[[ Text shown open ]]
1820592 Members
1670 Online
109626 Solutions
New Discussion юеВ

STM Alternative

 
Glenn May
Occasional Contributor

STM Alternative

Hey all,

I have been searching for something that would take the place of STM, perhaps offer a more detailed failure information, be more configurable in nature, etc...

Does anyone know of anything else that will work. I am also willing to investigate other OSes that will run on the HP9000 providing I can get my hands on something more robust to check the hardware..


Thanks in advance for any help you may be able to provide..


Glenn May
7 REPLIES 7
Steven E. Protter
Exalted Contributor

Re: STM Alternative

You can have EMS run a shell script and email you the output when certain conditions are met.

To achieve more detail than stm, you need to identify the information and write a shell script to provide the information to you.

cstm,mstm,xstm are pretty darned detail.

Linux will run on PA-RISC and Itanium HP-9000 but you are still going to have to write it yourself. As far as I know.

SEP
Steven E Protter
Owner of ISN Corporation
http://isnamerica.com
http://hpuxconsulting.com
Sponsor: http://hpux.ws
Twitter: http://twitter.com/hpuxlinux
Founder http://newdatacloud.com
Sanjay_6
Honored Contributor

Re: STM Alternative

Hi,

I don't think there is an alternative to STM. We have disk monitoring software / apps that tells you that the disk has failed, but don't think they give you a whole lot of info that helps in identifying the root cause of problem.

Hope this helps.
[[ Text shown closed ]]
[[ Given entries open ]]
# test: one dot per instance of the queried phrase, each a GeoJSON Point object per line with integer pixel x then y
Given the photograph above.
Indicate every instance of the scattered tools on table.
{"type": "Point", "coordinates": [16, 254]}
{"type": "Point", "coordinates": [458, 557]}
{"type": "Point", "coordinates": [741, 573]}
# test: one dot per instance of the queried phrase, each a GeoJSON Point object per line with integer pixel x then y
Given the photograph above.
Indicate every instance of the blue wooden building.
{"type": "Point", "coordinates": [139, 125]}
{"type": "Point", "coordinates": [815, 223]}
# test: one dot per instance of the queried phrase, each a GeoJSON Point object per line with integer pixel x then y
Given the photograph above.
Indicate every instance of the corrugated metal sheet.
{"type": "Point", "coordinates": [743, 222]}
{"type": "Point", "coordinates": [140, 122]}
[[ Given entries closed ]]
What this task involves ::
In the forum thread on STM alternatives, why would running Linux on an HP9000 still leave more work to do, according to the reply that raises that option? Answer in one to three sentences.

Task answer ::
Linux does run on PA-RISC and Itanium HP-9000 systems, but the reply says the user would still have to write the hardware-checking tools themselves, as far as that contributor knows.